• _Work instruction_
Within the records below, reproduce without change the lines from the line that has "If you could identify the kia" through the line that has "If you could identify the person's", and only those.
=== Begin Enclosure ===
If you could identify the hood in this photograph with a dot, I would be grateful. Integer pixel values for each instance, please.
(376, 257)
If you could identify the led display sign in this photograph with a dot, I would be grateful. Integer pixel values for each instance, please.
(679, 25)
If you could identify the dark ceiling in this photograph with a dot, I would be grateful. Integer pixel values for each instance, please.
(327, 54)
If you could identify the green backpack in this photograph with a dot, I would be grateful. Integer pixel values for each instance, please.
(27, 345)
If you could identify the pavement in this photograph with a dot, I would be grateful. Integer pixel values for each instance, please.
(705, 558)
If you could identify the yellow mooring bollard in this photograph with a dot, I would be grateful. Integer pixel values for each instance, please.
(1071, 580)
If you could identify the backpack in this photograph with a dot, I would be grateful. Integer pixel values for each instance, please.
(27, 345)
=== End Enclosure ===
=== Begin Enclosure ===
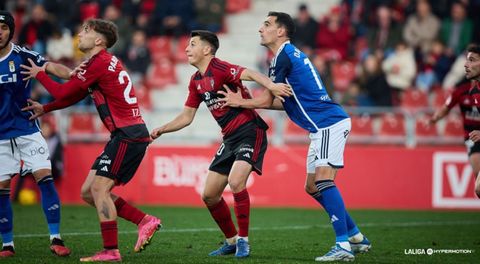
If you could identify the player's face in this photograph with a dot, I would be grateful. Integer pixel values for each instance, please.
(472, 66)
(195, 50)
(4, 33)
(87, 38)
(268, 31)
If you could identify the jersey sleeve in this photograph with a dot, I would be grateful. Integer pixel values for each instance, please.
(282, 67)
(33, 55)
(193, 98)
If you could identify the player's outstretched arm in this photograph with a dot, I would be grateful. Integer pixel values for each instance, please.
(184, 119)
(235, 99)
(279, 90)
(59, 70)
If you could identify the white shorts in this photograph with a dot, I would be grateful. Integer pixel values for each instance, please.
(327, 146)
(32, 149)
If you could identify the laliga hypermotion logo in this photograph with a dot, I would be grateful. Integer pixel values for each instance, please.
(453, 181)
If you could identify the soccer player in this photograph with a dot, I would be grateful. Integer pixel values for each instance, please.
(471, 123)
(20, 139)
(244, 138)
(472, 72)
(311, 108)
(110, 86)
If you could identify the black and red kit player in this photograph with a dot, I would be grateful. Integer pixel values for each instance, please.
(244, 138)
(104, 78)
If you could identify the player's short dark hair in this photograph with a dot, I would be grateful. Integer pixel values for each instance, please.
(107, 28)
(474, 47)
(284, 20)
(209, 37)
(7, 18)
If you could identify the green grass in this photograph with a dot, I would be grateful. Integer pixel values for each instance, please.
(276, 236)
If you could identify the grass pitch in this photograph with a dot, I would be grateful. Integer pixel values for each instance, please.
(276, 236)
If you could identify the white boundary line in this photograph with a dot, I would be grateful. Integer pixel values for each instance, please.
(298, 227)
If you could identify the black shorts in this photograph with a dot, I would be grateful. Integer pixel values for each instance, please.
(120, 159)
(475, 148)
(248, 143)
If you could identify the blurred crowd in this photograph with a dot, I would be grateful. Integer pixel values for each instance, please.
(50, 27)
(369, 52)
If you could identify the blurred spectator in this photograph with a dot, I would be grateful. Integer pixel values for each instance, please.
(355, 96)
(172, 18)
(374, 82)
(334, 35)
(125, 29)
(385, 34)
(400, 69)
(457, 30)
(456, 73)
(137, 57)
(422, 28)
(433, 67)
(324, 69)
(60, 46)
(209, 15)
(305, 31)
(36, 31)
=== End Enclosure ===
=== Begin Enclosure ===
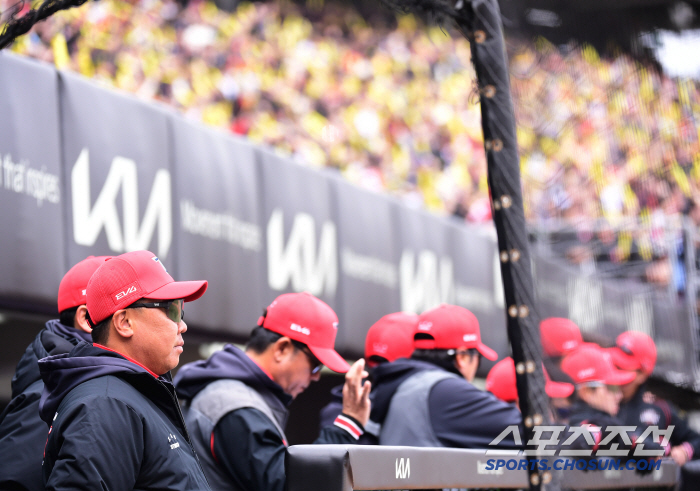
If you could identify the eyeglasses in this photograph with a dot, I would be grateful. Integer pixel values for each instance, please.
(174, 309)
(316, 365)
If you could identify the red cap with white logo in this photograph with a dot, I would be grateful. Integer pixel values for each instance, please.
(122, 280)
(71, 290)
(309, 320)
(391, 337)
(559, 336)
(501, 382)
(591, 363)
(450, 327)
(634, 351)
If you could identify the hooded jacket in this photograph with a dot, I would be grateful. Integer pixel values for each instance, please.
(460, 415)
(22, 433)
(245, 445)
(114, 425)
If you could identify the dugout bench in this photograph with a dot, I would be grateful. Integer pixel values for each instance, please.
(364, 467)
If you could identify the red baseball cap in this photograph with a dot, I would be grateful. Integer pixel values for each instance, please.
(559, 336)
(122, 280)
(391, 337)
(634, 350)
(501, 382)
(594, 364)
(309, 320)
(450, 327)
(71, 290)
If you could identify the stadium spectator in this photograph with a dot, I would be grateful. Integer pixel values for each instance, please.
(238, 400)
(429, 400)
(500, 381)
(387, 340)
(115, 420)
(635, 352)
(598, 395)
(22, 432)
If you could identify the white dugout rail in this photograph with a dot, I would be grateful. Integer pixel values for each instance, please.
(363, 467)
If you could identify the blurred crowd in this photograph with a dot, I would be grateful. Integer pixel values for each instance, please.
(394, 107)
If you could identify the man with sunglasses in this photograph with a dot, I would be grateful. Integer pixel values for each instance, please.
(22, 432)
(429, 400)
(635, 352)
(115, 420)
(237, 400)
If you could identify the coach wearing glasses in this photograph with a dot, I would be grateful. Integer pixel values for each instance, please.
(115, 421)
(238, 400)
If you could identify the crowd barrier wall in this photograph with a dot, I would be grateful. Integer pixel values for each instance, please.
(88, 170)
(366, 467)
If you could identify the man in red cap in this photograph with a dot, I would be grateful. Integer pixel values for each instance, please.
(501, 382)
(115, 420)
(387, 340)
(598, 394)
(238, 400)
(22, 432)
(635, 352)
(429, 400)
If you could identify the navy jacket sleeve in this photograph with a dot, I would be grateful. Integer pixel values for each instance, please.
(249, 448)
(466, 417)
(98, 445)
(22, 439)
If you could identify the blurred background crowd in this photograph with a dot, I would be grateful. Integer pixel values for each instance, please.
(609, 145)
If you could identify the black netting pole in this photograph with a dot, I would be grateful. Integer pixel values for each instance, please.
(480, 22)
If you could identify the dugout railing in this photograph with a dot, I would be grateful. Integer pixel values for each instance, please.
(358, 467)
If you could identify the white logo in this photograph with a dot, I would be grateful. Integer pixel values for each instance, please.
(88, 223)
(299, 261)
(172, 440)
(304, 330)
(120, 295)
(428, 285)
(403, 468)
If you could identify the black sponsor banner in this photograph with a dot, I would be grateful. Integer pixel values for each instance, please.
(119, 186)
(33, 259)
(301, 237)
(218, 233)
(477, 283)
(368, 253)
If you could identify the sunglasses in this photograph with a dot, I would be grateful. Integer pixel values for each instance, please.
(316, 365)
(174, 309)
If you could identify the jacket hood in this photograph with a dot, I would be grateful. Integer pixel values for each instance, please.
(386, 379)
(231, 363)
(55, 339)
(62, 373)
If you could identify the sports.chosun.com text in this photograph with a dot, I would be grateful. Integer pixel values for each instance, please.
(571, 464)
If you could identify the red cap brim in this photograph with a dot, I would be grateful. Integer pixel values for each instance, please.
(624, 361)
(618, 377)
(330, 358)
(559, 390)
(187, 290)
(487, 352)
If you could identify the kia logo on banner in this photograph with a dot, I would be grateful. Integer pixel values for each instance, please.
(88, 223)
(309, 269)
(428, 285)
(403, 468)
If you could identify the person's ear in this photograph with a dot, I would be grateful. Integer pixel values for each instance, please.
=== End Enclosure ===
• _Expected answer_
If you could identify the kia logo on banner in this photograph with a dot, I would be grateful. Integer pixel values for each instance, please.
(88, 223)
(309, 269)
(428, 285)
(403, 468)
If you could identify the person's ear in this photograph with a dot, I would be grateful. Integer pixel values for each instance, please.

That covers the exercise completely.